Questions ->
• 1. Duplicate the part of the flax milk text that runs from "This milk couldn’t" down to "golden seed instead.".
• 2. According to the flax milk text, which kind of flax seed is said to give the milk a milder flavor?
• 3. Summarize the flax milk text in two sentences.

Homemade Flax Milk

This dairy-free recipes was inspired by my trip to India earlier this year…

While I was walking along the road in the small village of Kallikadu, a random Indian woman invited me into her home for a cup of masala chai. Generally I would have said no to a stranger… but I was in India and had the opportunity to chat with a local in their home, of course I said yes!

Her house was made of concrete with a metal roof and was no larger than my ensuite bathroom. Her possessions included a couple of pots, a slab of wood she called a bed and a fire to cook her meals.

We got to talking about my life at home, her childhood, food, family, why I traveled to India, religion, and if she’d ever gotten a chance to travel anywhere. She kept a bright smile stretched across her face, a warmness to her eyes and stayed present for the entire conversation.

It was easy to see just how happy she was to be alive. Beside her, I felt so poor. As if nothing I’d ever accomplished mattered.

How can I have everything I’ve ever wanted, but feel so empty? It just didn’t make sense and it ripped at me for the duration of my stay.

When I returned home, filling my life with stuff just didn’t seem all that important anymore. I’d learned that making connections would create far more happiness from within than relying on the physical things ever would.

I’ve begun spending more time with friends, getting involved in the community and have started to become mindful of the things I buy. Instead of just purchasing blindly, I’ve been asking myself… do I really need this rice syrup, or will the honey I already have do the trick? Maybe a weird example, but from a girl with about 518 different types of sweeteners in her pantry, this is a fair question to be asking.

One of the best things in all of this has been coming up with ways to simplify in the kitchen. I’ve been making my own cereal, sprouting seeds, and cooking pulses. All easy stuff, but I’m surprised at what a huge impact it’s made to our grocery bill and my feeling of self-sustenance.

The easiest and most rewarding change I’ve made in the kitchen has been experimenting with dairy-free alternative milk recipes. From homemade sesame milk, making my own hemp milk, almond milk; and most recently, creating this tasty flax milk recipe.

This milk couldn’t be simpler to prepare. Once complete, it’s great on it’s own and even better as a smoothie base. I only tried it with brown flax, but I’ve read that making flax milk with golden flax produces a milder flavor. So, if you don’t generally like the taste of flax, go with the golden seed instead.

The cool thing about making flax milk is that it’s completely unprocessed. You don’t need to worry about the milk being rancid as you would with the store-bought varieties. Not only that, but it’ll save you upwards of $4 when you make your own as opposed to purchasing it at the store!

Have I convinced you yet?


I made step by step instructions… maybe that will?

Record set ->
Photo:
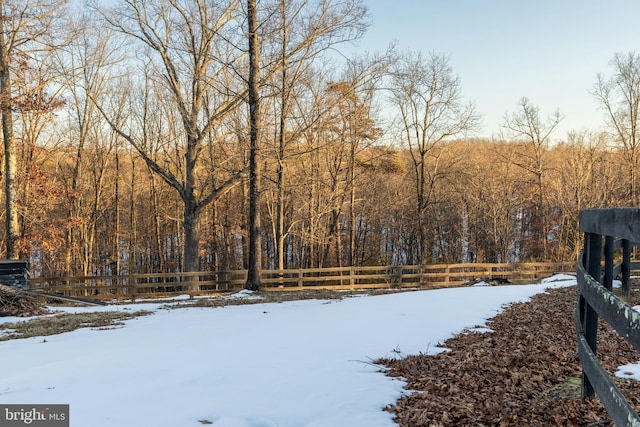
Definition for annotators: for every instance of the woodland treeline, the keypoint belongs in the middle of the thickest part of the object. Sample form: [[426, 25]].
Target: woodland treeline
[[175, 135]]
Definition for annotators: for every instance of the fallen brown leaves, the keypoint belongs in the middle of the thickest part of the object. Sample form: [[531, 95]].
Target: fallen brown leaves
[[526, 372], [15, 303]]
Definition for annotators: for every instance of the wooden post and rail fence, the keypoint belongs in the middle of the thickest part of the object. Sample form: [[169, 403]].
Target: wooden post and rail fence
[[609, 236], [342, 278]]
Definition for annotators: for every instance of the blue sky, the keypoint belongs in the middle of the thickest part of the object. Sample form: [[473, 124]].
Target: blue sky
[[549, 51]]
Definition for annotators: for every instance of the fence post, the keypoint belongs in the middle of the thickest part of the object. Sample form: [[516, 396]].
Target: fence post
[[593, 249], [626, 266], [608, 263]]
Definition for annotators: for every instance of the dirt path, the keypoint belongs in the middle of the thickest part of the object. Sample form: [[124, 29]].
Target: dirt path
[[525, 373]]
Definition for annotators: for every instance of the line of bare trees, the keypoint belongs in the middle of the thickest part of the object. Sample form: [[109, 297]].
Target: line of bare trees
[[182, 135]]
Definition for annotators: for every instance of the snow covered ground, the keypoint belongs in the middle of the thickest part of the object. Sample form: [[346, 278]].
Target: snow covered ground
[[292, 364]]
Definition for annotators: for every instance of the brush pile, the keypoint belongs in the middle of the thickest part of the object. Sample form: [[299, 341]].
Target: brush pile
[[14, 302]]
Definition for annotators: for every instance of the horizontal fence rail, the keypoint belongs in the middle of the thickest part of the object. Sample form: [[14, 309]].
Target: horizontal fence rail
[[609, 236], [340, 278]]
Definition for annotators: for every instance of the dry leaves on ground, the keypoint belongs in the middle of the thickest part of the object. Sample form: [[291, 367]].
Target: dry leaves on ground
[[525, 372]]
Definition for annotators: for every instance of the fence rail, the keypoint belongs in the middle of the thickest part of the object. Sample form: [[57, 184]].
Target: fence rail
[[342, 278], [610, 235]]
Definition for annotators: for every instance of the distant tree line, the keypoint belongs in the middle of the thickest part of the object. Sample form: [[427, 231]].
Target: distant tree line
[[164, 136]]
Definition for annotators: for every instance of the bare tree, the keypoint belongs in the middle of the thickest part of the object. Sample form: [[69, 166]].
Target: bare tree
[[24, 26], [527, 127], [255, 254], [428, 96], [619, 97], [192, 52]]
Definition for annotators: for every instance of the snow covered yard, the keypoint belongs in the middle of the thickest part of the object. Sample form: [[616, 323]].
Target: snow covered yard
[[291, 364]]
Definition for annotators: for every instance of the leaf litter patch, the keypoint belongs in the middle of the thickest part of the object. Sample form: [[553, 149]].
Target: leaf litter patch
[[525, 372]]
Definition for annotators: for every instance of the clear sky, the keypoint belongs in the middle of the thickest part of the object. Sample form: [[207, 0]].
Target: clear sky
[[547, 50]]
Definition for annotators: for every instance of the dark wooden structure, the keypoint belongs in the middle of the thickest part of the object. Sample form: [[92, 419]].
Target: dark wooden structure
[[14, 273], [609, 235]]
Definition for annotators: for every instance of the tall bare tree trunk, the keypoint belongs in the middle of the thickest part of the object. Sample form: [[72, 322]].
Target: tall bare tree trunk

Task answers ->
• 1.
This milk couldn’t be simpler to prepare. Once complete, it’s great on it’s own and even better as a smoothie base. I only tried it with brown flax, but I’ve read that making flax milk with golden flax produces a milder flavor. So, if you don’t generally like the taste of flax, go with the golden seed instead.

• 2. Golden flax.

• 3. After a woman in the Indian village of Kallikadu invited the writer in for masala chai, the writer came home valuing connections over possessions, began buying more mindfully, and started simplifying in the kitchen. The easiest change has been making dairy-free milks, most recently flax milk, which is simple to prepare, completely unprocessed and can save upwards of $4 compared with buying it at the store.